ENTRIES SUPPLIED:
- - - - - - -

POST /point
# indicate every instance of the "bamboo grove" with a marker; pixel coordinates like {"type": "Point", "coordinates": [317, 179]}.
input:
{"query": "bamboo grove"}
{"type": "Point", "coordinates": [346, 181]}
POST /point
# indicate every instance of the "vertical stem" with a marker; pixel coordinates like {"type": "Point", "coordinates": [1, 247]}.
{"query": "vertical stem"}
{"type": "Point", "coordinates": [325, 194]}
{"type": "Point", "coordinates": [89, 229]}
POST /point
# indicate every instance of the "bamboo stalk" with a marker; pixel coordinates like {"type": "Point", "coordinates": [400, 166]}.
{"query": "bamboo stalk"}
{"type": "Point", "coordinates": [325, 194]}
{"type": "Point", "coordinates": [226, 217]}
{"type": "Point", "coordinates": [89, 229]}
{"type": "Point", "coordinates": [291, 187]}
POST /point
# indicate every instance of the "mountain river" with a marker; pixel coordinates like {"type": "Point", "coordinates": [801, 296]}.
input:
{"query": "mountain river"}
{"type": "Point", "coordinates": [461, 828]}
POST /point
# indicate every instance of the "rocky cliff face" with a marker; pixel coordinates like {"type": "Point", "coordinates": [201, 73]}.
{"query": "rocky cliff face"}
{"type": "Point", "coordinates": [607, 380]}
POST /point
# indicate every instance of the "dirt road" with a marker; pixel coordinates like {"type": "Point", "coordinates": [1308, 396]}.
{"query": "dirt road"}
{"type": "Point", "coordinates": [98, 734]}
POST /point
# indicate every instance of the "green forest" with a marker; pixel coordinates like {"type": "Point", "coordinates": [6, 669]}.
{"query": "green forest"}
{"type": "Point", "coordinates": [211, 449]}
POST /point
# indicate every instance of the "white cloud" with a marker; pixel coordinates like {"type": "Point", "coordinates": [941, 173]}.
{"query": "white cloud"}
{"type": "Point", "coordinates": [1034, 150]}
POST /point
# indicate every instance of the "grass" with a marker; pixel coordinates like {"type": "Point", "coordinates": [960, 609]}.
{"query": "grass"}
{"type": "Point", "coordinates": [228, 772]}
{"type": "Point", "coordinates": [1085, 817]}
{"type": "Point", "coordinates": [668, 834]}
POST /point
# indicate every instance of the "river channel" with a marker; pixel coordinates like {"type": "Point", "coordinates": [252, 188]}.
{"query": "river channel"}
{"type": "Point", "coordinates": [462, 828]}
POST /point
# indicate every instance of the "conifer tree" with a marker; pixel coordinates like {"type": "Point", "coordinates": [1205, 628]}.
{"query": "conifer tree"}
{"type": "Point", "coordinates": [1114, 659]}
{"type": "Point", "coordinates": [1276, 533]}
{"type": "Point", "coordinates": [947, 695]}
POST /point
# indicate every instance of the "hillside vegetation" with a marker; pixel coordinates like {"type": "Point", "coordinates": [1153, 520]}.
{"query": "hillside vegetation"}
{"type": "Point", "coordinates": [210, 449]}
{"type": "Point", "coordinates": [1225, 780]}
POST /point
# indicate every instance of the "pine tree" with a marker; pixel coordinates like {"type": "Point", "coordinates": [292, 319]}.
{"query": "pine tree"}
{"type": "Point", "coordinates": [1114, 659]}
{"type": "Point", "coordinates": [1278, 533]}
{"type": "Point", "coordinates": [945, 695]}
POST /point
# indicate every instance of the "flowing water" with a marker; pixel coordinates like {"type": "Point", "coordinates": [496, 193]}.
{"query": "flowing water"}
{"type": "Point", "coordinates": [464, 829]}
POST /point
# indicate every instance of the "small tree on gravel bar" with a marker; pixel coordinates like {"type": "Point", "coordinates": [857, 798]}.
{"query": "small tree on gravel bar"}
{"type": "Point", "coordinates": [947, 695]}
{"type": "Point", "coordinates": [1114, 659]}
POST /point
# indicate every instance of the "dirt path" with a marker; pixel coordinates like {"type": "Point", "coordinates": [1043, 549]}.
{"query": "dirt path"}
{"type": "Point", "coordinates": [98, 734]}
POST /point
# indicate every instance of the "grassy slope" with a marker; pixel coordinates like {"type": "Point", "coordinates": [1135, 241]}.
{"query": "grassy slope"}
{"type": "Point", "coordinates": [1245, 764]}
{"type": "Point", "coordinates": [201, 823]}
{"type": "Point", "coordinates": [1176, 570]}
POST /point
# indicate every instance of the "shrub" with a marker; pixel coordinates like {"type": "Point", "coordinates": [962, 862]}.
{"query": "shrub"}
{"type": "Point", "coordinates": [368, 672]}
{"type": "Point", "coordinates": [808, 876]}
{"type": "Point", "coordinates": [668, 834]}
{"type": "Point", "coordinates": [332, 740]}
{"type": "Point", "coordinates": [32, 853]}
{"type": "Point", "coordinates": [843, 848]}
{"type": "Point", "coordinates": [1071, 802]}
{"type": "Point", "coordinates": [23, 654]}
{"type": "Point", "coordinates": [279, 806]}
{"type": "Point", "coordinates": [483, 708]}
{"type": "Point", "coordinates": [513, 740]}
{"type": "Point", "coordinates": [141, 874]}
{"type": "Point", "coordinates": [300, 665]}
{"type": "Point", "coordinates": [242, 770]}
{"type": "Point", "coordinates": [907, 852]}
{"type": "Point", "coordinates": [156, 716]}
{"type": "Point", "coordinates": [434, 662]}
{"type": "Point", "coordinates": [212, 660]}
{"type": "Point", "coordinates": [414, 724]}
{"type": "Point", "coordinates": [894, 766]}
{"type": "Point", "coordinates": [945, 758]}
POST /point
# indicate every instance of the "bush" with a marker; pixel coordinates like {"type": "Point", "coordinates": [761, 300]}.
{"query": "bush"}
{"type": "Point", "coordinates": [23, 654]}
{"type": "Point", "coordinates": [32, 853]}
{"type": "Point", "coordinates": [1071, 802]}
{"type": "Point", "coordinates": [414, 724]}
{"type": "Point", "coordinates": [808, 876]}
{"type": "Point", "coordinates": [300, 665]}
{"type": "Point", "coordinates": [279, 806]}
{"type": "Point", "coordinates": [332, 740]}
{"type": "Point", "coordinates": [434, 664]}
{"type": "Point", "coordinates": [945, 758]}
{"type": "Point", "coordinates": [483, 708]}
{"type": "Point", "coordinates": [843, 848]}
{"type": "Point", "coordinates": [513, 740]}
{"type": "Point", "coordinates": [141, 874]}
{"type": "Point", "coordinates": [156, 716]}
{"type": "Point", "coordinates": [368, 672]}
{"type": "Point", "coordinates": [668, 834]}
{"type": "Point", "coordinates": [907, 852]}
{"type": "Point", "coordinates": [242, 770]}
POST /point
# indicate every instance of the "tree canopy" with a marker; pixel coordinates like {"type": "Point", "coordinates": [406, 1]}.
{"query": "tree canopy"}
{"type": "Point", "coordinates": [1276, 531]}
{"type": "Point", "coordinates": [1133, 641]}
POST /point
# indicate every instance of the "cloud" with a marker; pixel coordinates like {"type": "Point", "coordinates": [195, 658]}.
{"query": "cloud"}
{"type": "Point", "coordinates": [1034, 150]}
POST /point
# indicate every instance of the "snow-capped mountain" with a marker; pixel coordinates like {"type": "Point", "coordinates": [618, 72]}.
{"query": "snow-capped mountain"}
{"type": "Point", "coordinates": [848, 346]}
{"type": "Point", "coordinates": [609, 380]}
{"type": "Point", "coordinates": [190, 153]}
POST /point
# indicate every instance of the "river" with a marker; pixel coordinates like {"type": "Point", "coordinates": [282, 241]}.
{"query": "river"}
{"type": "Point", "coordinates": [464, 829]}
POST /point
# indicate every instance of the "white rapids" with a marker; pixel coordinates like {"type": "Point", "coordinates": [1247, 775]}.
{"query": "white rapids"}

- - - - - - -

WORK TASK:
Copy all lines above containing the string "rapids".

THE ANSWER:
# indicate every instance of the "white rapids" with a marker; pixel coordinates like {"type": "Point", "coordinates": [1247, 775]}.
{"query": "white rapids"}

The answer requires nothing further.